**Stated goal**: Set down the full listing exactly as given. Any pictures are to be left out.

**Source data**:
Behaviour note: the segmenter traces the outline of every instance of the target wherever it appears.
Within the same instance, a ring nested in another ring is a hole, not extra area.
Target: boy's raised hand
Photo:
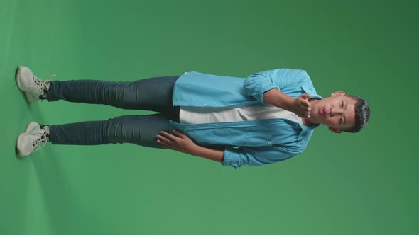
[[[295,99],[293,113],[300,118],[310,118],[311,108],[308,99],[311,97],[310,94],[303,94]]]

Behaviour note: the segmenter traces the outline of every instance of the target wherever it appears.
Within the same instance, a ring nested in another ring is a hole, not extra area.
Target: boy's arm
[[[281,91],[311,83],[303,70],[277,69],[251,74],[243,84],[244,93],[256,100],[293,112],[301,118],[309,118],[310,95],[293,98]]]
[[[161,135],[156,136],[157,142],[167,149],[173,149],[190,155],[222,162],[224,148],[210,149],[195,144],[190,138],[177,130],[173,130],[176,135],[161,131]]]
[[[222,162],[223,160],[224,148],[210,149],[195,144],[189,154],[200,156],[207,159]]]
[[[273,88],[263,93],[263,100],[267,104],[293,112],[300,118],[309,118],[311,110],[308,102],[310,96],[309,94],[303,94],[293,98],[277,88]]]

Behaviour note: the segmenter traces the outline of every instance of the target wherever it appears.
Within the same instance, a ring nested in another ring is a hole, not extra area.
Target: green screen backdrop
[[[2,234],[418,234],[415,1],[0,1]],[[324,97],[366,98],[359,134],[316,130],[289,160],[234,170],[134,144],[48,144],[20,159],[31,121],[153,113],[26,102],[40,79],[133,81],[185,71],[306,70]]]

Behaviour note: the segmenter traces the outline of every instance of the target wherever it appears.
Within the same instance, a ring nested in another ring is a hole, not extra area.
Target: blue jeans
[[[179,76],[156,77],[129,82],[75,80],[50,83],[48,101],[103,104],[124,109],[159,112],[152,115],[121,116],[101,121],[52,125],[50,142],[54,144],[96,145],[132,143],[163,148],[156,136],[169,132],[169,120],[179,122],[179,108],[172,94]]]

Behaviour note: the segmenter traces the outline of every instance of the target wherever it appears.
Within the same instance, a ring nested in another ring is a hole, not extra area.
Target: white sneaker
[[[48,132],[44,128],[35,122],[29,123],[26,132],[19,134],[16,141],[16,149],[19,156],[26,156],[42,149],[47,144],[48,142],[47,134]],[[44,144],[35,149],[41,143],[44,143]]]
[[[53,79],[57,77],[56,75]],[[19,66],[16,72],[16,83],[21,91],[25,92],[26,98],[29,102],[38,101],[40,96],[48,92],[50,90],[50,81],[51,80],[43,81],[33,75],[33,73],[29,68]]]

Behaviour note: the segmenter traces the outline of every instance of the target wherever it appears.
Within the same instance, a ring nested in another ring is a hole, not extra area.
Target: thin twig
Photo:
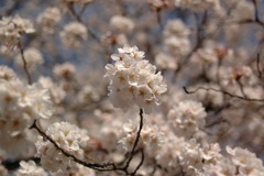
[[[66,151],[64,151],[64,148],[62,148],[52,138],[50,138],[45,132],[43,132],[36,123],[36,120],[34,120],[34,123],[31,125],[30,129],[35,129],[43,138],[47,139],[58,151],[61,151],[65,156],[73,158],[73,161],[75,161],[76,163],[84,165],[86,167],[96,169],[98,172],[107,172],[107,170],[116,170],[117,167],[113,163],[105,163],[105,164],[97,164],[97,163],[86,163],[79,158],[77,158],[76,156],[67,153]],[[106,167],[110,167],[110,168],[106,168]]]
[[[140,164],[136,166],[135,170],[131,174],[132,176],[134,176],[136,174],[136,172],[140,169],[140,167],[142,166],[142,164],[144,163],[144,150],[140,150],[141,151],[141,162]]]
[[[84,161],[77,158],[76,156],[67,153],[51,136],[48,136],[45,132],[43,132],[41,130],[41,128],[37,125],[36,120],[34,120],[34,123],[30,127],[30,129],[35,129],[43,138],[47,139],[58,151],[61,151],[65,156],[70,157],[76,163],[78,163],[82,166],[96,169],[98,172],[113,172],[113,170],[116,170],[116,172],[123,172],[125,175],[129,175],[129,176],[134,176],[136,174],[136,172],[140,169],[140,167],[142,166],[143,162],[144,162],[144,151],[143,151],[143,148],[141,148],[140,150],[141,151],[141,162],[132,173],[129,173],[128,168],[130,166],[131,161],[133,160],[133,157],[136,154],[136,146],[138,146],[139,141],[140,141],[142,128],[143,128],[143,110],[140,109],[140,128],[139,128],[139,131],[136,133],[136,139],[135,139],[135,142],[134,142],[133,148],[130,152],[130,157],[125,162],[125,165],[123,167],[118,167],[114,163],[98,164],[98,163],[84,162]]]
[[[242,96],[232,95],[231,92],[228,92],[228,91],[224,91],[224,90],[218,90],[218,89],[215,89],[215,88],[198,87],[195,90],[188,90],[186,87],[183,87],[183,88],[184,88],[184,91],[186,94],[188,94],[188,95],[196,94],[199,90],[206,90],[206,91],[210,91],[211,90],[211,91],[221,92],[223,95],[230,96],[232,98],[238,98],[238,99],[241,99],[241,100],[244,100],[244,101],[258,101],[258,102],[263,102],[264,101],[264,99],[245,98],[245,97],[242,97]]]
[[[20,48],[21,59],[23,62],[23,68],[24,68],[24,72],[25,72],[25,75],[26,75],[26,78],[28,78],[28,82],[29,82],[29,85],[31,85],[32,84],[32,79],[31,79],[30,72],[28,69],[28,63],[26,63],[25,57],[24,57],[24,50],[22,47],[22,44],[21,44],[20,40],[19,40],[18,46]]]
[[[140,109],[140,129],[139,129],[139,131],[138,131],[136,139],[135,139],[135,142],[134,142],[134,145],[133,145],[133,148],[132,148],[132,151],[131,151],[131,153],[130,153],[130,157],[129,157],[129,160],[127,161],[127,164],[124,165],[124,168],[128,168],[128,167],[129,167],[129,165],[130,165],[130,163],[131,163],[131,161],[132,161],[132,158],[133,158],[133,156],[134,156],[134,154],[135,154],[135,148],[136,148],[138,143],[139,143],[139,141],[140,141],[142,128],[143,128],[143,110]]]
[[[261,63],[261,55],[260,55],[260,53],[257,53],[257,55],[256,55],[256,69],[257,69],[257,73],[258,73],[258,78],[262,78],[262,70],[261,70],[260,63]]]

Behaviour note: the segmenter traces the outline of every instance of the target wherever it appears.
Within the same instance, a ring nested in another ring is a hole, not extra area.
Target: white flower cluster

**Correct output**:
Behaviour note: the segmenter traces the outline of every instance of the target wherever it appears.
Within the same instance, a ring nested in another ring is a hole, not extra area.
Target: boy's raised hand
Photo:
[[[295,99],[293,113],[300,118],[310,118],[311,108],[308,99],[311,97],[310,94],[303,94]]]

Behaviour note: the segmenter traces the outline of every instance of the target wherever it appears.
Within the same instance, a ring nested in another ring is a hole, not extra area.
Target: boy's arm
[[[281,91],[311,83],[303,70],[277,69],[251,74],[243,84],[244,93],[256,100],[293,112],[301,118],[309,118],[310,95],[293,98]]]
[[[161,135],[156,136],[157,142],[167,149],[173,149],[190,155],[222,162],[224,148],[210,149],[195,144],[190,138],[177,130],[173,130],[176,135],[161,131]]]
[[[222,162],[223,160],[224,148],[210,149],[195,144],[189,154],[200,156],[207,159]]]
[[[273,88],[263,93],[263,100],[267,104],[293,112],[300,118],[309,118],[311,110],[308,102],[310,96],[309,94],[303,94],[293,98],[277,88]]]

Behaviour note: the segmenter traces the outline of every instance of the target wherever it appears.
Within the same instance, a ring nested in another ring is a hole, not extra area.
Target: green screen backdrop
[[[2,234],[418,234],[415,1],[0,1]],[[324,97],[366,98],[359,134],[316,130],[289,160],[234,170],[134,144],[48,144],[20,159],[31,121],[153,113],[26,102],[40,79],[133,81],[185,71],[306,70]]]

Behaviour note: the segmenter traces the outline of every instance of the target wherever it appears.
Within the same instance, a ring nested in another ring is a hole, not extra area.
Target: blue jeans
[[[179,76],[156,77],[129,82],[75,80],[50,83],[48,101],[103,104],[124,109],[159,112],[152,115],[121,116],[101,121],[52,125],[50,142],[54,144],[96,145],[132,143],[163,148],[156,136],[169,132],[169,120],[179,122],[179,108],[172,94]]]

Behaviour note: the segmenter traces the outline of every instance of the target wherever it appears.
Within the same instance, a ring nested in another ring is a hole, not extra area.
Target: white sneaker
[[[48,132],[44,128],[35,122],[29,123],[26,132],[19,134],[16,141],[16,149],[19,156],[26,156],[42,149],[47,144],[48,142],[47,134]],[[44,144],[35,149],[41,143],[44,143]]]
[[[53,79],[57,77],[56,75]],[[19,66],[16,72],[16,83],[21,91],[25,92],[26,98],[29,102],[38,101],[40,96],[48,92],[50,90],[50,81],[51,80],[43,81],[33,75],[33,73],[29,68]]]

Behaviour note: the segmenter traces the outline of every instance of the target wherever it appears.
Within the same instance, a ring nested in another ring is a hole, not extra area.
Target: thin twig
Photo:
[[[66,151],[64,151],[64,148],[62,148],[52,138],[50,138],[45,132],[43,132],[36,123],[36,120],[34,120],[34,123],[31,125],[30,129],[35,129],[43,138],[47,139],[58,151],[61,151],[65,156],[73,158],[73,161],[75,161],[76,163],[84,165],[86,167],[96,169],[98,172],[107,172],[107,170],[116,170],[117,167],[113,163],[105,163],[105,164],[97,164],[97,163],[86,163],[79,158],[77,158],[76,156],[67,153]],[[106,167],[110,167],[110,168],[106,168]]]
[[[140,164],[136,166],[135,170],[131,174],[132,176],[134,176],[136,174],[136,172],[140,169],[140,167],[142,166],[142,164],[144,163],[144,150],[140,150],[141,151],[141,162]]]
[[[84,161],[77,158],[76,156],[67,153],[51,136],[48,136],[45,132],[43,132],[41,130],[41,128],[37,125],[36,120],[34,120],[34,123],[30,127],[30,129],[35,129],[43,138],[47,139],[58,151],[61,151],[65,156],[70,157],[76,163],[78,163],[82,166],[96,169],[98,172],[113,172],[113,170],[116,170],[116,172],[123,172],[125,175],[129,175],[129,176],[134,176],[136,174],[136,172],[140,169],[140,167],[142,166],[143,162],[144,162],[144,151],[143,151],[143,148],[141,148],[140,150],[141,151],[141,162],[132,173],[129,173],[128,168],[130,166],[131,161],[133,160],[133,157],[136,154],[136,146],[138,146],[139,141],[140,141],[142,128],[143,128],[143,110],[140,109],[140,128],[139,128],[139,131],[136,133],[136,139],[135,139],[135,142],[134,142],[133,148],[130,152],[130,157],[125,162],[125,165],[123,167],[118,167],[114,163],[98,164],[98,163],[84,162]]]
[[[242,96],[232,95],[231,92],[228,92],[228,91],[224,91],[224,90],[218,90],[218,89],[215,89],[215,88],[198,87],[195,90],[188,90],[186,87],[183,87],[183,88],[184,88],[184,91],[186,94],[188,94],[188,95],[196,94],[199,90],[206,90],[206,91],[210,91],[211,90],[211,91],[221,92],[223,95],[230,96],[232,98],[238,98],[238,99],[241,99],[241,100],[244,100],[244,101],[258,101],[258,102],[263,102],[264,101],[264,99],[245,98],[245,97],[242,97]]]
[[[20,48],[21,59],[23,62],[23,68],[24,68],[24,72],[25,72],[25,75],[26,75],[26,78],[28,78],[28,82],[29,82],[29,85],[31,85],[32,84],[32,79],[31,79],[30,72],[28,69],[28,63],[26,63],[25,57],[24,57],[24,50],[22,47],[22,44],[21,44],[20,40],[19,40],[18,46]]]
[[[140,109],[140,129],[139,129],[139,131],[138,131],[136,139],[135,139],[135,142],[134,142],[134,145],[133,145],[133,148],[132,148],[132,151],[131,151],[131,153],[130,153],[130,157],[129,157],[129,160],[127,161],[127,164],[124,165],[124,168],[128,168],[128,167],[129,167],[129,165],[130,165],[130,163],[131,163],[131,161],[132,161],[132,158],[133,158],[133,156],[134,156],[134,154],[135,154],[135,148],[136,148],[138,143],[139,143],[139,141],[140,141],[142,128],[143,128],[143,110]]]
[[[261,63],[261,55],[260,55],[260,53],[257,53],[257,55],[256,55],[256,69],[257,69],[257,73],[258,73],[258,78],[262,78],[262,70],[261,70],[260,63]]]

Behaviour note: the segmenter traces the outline of every instance of the target wherever it appears.
Within the same instance, a ring nested in another ring is a hole, not extra area.
Target: white flower cluster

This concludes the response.